▶ Document text:

○ ○ ○ ○ ○ ○ ○

Six Ways Product Managers Can Help Their Agile Development Teams (and vice versa)

I had a chance to lead two discussions last week at an innovation conference organized by Pitney Bowes.  One session was on how development and product management can work better together.

I like to start such sessions with unfiltered comments from development managers about their (good and bad) experiences with product managers. Typically, these include more disappointment than elation… which gives me a chance to recap the critical parts of the product job that development teams don’t see: product managers keeping in touch with the market through constant interactions with customers / prospects / partners outside the sales cycle; and “buffering” the hourly interruptions that come in from sales teams and executives.

It’s all about building and shipping great products, not getting hung up on title or roles.  About understanding how each person (or group) contributes.  And constantly collecting critical customer inputs so that we build what the market wants (= will pay for). We’re in this foxhole together.

○ ○ ○ ○ ○ ○ ○

▶ Data section:
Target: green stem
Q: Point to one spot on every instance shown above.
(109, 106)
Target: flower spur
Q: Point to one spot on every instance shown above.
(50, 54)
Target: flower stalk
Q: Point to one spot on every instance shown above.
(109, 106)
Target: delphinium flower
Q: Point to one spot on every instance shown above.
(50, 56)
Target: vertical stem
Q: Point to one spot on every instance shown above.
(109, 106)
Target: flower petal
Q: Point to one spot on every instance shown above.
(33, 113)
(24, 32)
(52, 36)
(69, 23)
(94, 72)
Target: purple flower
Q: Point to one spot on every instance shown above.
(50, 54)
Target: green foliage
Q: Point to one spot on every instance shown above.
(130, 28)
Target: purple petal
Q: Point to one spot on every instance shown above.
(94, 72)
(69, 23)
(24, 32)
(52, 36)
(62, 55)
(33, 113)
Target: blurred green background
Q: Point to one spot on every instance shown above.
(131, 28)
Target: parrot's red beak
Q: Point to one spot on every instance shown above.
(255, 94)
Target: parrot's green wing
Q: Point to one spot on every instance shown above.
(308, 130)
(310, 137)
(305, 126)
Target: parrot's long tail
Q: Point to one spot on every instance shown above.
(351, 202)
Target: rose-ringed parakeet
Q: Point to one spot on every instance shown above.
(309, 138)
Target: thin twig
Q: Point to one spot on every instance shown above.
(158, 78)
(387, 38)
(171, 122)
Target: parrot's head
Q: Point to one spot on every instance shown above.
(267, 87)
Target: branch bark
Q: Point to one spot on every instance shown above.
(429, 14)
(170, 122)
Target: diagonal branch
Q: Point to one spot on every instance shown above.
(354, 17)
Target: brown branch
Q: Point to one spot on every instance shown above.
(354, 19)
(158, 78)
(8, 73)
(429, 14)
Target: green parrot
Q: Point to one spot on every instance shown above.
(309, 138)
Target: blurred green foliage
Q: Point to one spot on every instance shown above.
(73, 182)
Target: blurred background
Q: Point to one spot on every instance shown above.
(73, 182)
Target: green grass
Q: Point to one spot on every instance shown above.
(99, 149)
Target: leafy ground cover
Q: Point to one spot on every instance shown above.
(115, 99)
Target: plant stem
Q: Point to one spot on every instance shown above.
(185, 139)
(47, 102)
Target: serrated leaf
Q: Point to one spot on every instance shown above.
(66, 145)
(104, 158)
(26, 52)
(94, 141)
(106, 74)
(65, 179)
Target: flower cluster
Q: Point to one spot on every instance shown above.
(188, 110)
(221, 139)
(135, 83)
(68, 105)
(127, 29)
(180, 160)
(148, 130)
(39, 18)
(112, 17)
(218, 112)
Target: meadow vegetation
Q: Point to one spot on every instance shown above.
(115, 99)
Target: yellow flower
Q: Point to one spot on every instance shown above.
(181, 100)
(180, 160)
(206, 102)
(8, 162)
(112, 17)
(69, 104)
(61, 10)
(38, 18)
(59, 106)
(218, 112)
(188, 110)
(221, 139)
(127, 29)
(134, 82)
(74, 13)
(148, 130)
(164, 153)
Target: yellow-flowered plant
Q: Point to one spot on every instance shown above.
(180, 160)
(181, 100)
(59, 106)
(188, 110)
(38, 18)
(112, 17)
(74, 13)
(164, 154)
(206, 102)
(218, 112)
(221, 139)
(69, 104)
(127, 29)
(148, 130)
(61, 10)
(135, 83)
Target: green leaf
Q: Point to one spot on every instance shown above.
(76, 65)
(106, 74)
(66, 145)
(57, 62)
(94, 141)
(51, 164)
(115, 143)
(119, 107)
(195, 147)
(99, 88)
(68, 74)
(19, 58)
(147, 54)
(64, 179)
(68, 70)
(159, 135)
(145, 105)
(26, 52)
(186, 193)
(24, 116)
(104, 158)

○ ○ ○ ○ ○ ○ ○

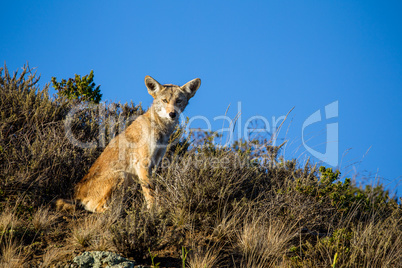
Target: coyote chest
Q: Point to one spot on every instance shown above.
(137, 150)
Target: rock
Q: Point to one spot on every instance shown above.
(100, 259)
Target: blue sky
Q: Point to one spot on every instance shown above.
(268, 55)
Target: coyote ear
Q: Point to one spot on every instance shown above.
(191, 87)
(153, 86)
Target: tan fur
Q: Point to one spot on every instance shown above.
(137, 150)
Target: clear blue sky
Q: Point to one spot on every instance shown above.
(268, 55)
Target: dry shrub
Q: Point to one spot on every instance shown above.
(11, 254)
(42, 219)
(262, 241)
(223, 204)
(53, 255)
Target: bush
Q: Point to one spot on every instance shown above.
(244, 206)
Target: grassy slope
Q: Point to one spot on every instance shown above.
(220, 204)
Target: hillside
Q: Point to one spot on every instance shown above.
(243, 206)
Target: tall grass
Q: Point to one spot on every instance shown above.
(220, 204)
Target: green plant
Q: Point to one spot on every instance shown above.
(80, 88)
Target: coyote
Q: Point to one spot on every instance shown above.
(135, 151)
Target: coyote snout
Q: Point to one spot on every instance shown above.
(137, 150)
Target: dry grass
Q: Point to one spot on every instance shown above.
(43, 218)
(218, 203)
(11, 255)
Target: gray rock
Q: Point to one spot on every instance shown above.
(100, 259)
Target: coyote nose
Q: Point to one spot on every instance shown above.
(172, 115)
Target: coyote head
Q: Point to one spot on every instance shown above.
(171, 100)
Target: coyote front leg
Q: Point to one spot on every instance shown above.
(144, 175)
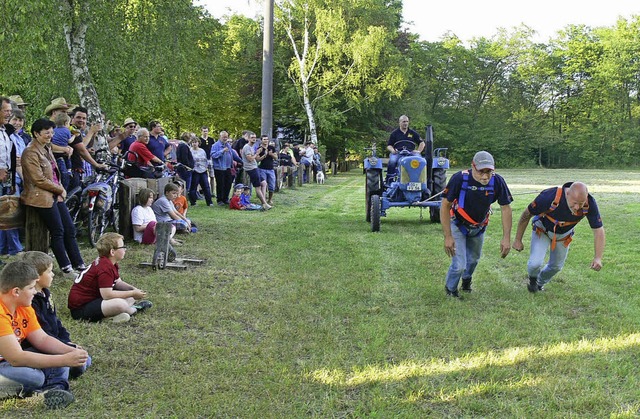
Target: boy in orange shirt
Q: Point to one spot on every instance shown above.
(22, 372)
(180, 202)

○ ○ ○ ○ ○ ○ ○

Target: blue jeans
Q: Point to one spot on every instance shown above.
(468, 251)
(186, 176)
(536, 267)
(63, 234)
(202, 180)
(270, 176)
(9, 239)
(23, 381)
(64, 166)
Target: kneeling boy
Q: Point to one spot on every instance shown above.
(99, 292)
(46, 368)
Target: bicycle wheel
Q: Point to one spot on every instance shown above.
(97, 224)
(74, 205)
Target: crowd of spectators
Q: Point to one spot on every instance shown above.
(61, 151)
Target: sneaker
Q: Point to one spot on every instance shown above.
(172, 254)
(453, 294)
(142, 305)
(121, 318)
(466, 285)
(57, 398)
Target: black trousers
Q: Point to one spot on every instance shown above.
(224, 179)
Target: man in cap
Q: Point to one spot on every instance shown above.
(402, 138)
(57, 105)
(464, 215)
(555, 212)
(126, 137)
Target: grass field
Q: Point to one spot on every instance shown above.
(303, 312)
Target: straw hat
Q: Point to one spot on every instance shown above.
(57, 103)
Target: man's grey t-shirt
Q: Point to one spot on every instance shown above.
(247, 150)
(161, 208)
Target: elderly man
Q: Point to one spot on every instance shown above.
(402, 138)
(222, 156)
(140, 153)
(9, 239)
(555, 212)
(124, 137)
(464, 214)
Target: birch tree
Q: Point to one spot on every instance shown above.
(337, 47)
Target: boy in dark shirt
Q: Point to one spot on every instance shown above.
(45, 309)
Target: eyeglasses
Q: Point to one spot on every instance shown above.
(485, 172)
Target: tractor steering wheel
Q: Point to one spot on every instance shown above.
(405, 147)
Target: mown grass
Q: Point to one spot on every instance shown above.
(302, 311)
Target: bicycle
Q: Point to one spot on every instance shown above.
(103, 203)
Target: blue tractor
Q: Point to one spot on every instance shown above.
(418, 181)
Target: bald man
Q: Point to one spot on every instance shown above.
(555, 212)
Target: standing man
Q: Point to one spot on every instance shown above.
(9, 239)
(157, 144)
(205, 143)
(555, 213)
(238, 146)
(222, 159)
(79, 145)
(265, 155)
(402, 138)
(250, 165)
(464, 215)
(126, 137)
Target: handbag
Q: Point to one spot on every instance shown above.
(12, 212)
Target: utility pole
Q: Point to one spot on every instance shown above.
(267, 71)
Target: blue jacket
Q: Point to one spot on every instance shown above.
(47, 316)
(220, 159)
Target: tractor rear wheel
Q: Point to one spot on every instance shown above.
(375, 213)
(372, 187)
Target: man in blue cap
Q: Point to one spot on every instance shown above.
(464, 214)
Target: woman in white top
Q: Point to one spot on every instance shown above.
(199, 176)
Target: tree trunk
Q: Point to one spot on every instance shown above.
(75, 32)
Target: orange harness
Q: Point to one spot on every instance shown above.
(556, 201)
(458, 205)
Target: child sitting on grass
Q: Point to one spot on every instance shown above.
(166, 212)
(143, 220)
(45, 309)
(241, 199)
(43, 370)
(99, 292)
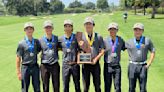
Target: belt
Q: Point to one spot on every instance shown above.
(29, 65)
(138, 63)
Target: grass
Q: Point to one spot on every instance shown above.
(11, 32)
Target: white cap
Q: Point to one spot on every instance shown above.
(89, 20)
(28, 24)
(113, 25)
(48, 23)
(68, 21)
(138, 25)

○ ○ ○ ○ ○ ○ ○

▶ Given instruction A:
In the post on product managers and development teams, turn the paragraph beginning "I like to start such sessions" into a short bulleted list that keeps its main facts.
▶ Given instruction B:
Pick up the post on product managers and development teams after its final sentence and write what follows.

▶ Written reply A:
- Sessions open with unfiltered comments from development managers about their good and bad experiences with product managers.
- These comments usually show more disappointment than elation.
- This opens a recap of the critical parts of the product job that development teams don't see:
  - staying in touch with the market through constant interactions with customers, prospects and partners outside the sales cycle
  - buffering the hourly interruptions from sales teams and executives

▶ Written reply B:
I closed with some suggestions for each group:

Six Ways Product Managers Can Help Their Agile Dev Teams

1. Be humble

  • Product Management isn’t the source of most good ideas.  It’s great to have an MBA, but don’t be an MBA.

2. Show up for sprint planning, reviews, retrospectives, demos

  • Be part of the team, get the right thing built.

3. Summarize and share lots of customer interactions

  • Dev should see PdM as a continuous source of curated market input.

4. Buffer Dev teams from urgent/chaotic/irrational interrupts

  • True sprint-busters are very rare. Signal-to-noise in the market is very low.
  • Share how Product filters selected Sales and customer demands.

5. Run the financials with the team

  • Tie work to revenue. Success is motivating, dollars matter.

6. Map and size market segments

  • Not all users are equal, and our showcase customers are never representative.

Six Ways Dev Teams Can Help Their Agile Product Managers

1. Don’t demand product managers as technical as your developers

  • Different roles, different needs, different skills.  If we’d wanted to be developers…

2. Ask to see customer lists, forecasts and revenue numbers

  • This is what the rest of the company really cares about.

3. Expect your PdMs to translate complex features into simple benefits

  • Most users don’t actually care how that algorithm works

4. Not every user story gets its own ROI

  • Diminishing returns, and rarely meaningful for smaller items

5. QUIETLY sit in on some customer meetings

  • Rule: Don’t speak a word unless your product manager
    specifically requests it.  And only “yes/no” answers to “yes/no”
    questions.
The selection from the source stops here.